アレルギー科
アレルギー科
私たちの体には、自分自身と自分でないもの(非自己)を見分ける仕組みがあり、この働きは「免疫応答」と呼ばれています。インフルエンザやコロナなどの感染症にかかると熱が出ますが、これは外からの侵入者を見つけて排除しようとする仕組みが働いていることの表れです。
うまく免疫応答ができないと体の中に細菌やウイルスなどがとどまってしまうことになり、その人の健康に悪い影響を及ぼすかもしれません。
花粉や食べ物、家の中のホコリ、動物のふけなどはヒトを攻撃するものではなく、本来は無害であるものです。しかし、遺伝的な要因や環境によって、それらに対して過剰に反応してしまうことがあります。このような反応のことを「アレルギー」といいます。
アレルギーを起こしやすい体質のお子さまは、乳児期に湿疹やアトピー性皮膚炎が最初に発症して、その後、食物アレルギー、気管支喘息、アレルギー性鼻炎、アレルギー性結膜炎と次々に発症していくことが多く、これを「アレルギーマーチ」と呼んでいます。アレルギーマーチを防ぐには、乳児期の湿疹を早期に治療することが大切です。
また、原因となるアレルゲンを避けることは、基本的な治療の一つです。原因アレルゲンを避けるためには、問診や症状、検査によって原因となるアレルゲンを特定することが必要となります。
簡易検査として、当院では指先からの微量の採血でスクリーニング検査ができるDropScreen A-1を導入しています。
お子さまとご家族に寄り添い、ご負担を軽減できるよう診療を進めていきます。お子さまのアレルギーが心配の方やお悩みの方はご相談ください。
一般社団法人日本アレルギー学会のホームページでアレルギー動画集を公開されています。
参考にしてください。
アトピー性皮膚炎は、かゆみの強い湿疹がよくなったり悪くなったりを繰り返す皮膚の炎症疾患です。乳児では頬を中心とした顔や頭がカサカサして赤くなり、幼児では目や耳の周り、首、ひざやひじの内側など特徴的な部位に湿疹が現れます。

*課題について:* アレルギー科の本文から、「うまく免疫応答ができないと体」から「ー動画集を公開されています。」までの部分を、両端を含めて一字一句そのまま書き写してください。

*抽出資料:*
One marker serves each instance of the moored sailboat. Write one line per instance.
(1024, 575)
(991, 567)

--

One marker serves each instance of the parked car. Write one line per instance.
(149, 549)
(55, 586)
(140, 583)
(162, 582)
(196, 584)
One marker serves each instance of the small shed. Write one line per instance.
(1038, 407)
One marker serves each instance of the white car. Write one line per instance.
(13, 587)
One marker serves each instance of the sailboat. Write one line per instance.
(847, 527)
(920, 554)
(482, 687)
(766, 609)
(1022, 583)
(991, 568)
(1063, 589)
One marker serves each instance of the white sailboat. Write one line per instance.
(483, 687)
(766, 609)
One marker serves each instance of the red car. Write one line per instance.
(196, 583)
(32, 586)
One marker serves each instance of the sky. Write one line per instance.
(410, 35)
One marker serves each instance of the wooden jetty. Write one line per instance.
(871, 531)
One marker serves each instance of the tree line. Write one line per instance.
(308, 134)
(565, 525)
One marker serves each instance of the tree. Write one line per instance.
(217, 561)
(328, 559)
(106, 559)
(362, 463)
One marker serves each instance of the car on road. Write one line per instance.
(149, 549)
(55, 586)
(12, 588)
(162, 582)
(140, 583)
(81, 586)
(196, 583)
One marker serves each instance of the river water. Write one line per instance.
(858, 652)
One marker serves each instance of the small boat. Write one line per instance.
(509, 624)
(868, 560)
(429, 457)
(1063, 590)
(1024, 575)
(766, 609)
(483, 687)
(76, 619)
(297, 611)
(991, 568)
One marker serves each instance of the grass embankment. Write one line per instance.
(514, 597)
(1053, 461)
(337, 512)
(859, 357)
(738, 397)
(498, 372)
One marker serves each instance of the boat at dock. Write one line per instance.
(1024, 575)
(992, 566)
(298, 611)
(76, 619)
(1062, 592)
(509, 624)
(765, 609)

*課題の結果:*
うまく免疫応答ができないと体の中に細菌やウイルスなどがとどまってしまうことになり、その人の健康に悪い影響を及ぼすかもしれません。
花粉や食べ物、家の中のホコリ、動物のふけなどはヒトを攻撃するものではなく、本来は無害であるものです。しかし、遺伝的な要因や環境によって、それらに対して過剰に反応してしまうことがあります。このような反応のことを「アレルギー」といいます。
アレルギーを起こしやすい体質のお子さまは、乳児期に湿疹やアトピー性皮膚炎が最初に発症して、その後、食物アレルギー、気管支喘息、アレルギー性鼻炎、アレルギー性結膜炎と次々に発症していくことが多く、これを「アレルギーマーチ」と呼んでいます。アレルギーマーチを防ぐには、乳児期の湿疹を早期に治療することが大切です。
また、原因となるアレルゲンを避けることは、基本的な治療の一つです。原因アレルゲンを避けるためには、問診や症状、検査によって原因となるアレルゲンを特定することが必要となります。
簡易検査として、当院では指先からの微量の採血でスクリーニング検査ができるDropScreen A-1を導入しています。
お子さまとご家族に寄り添い、ご負担を軽減できるよう診療を進めていきます。お子さまのアレルギーが心配の方やお悩みの方はご相談ください。
一般社団法人日本アレルギー学会のホームページでアレルギー動画集を公開されています。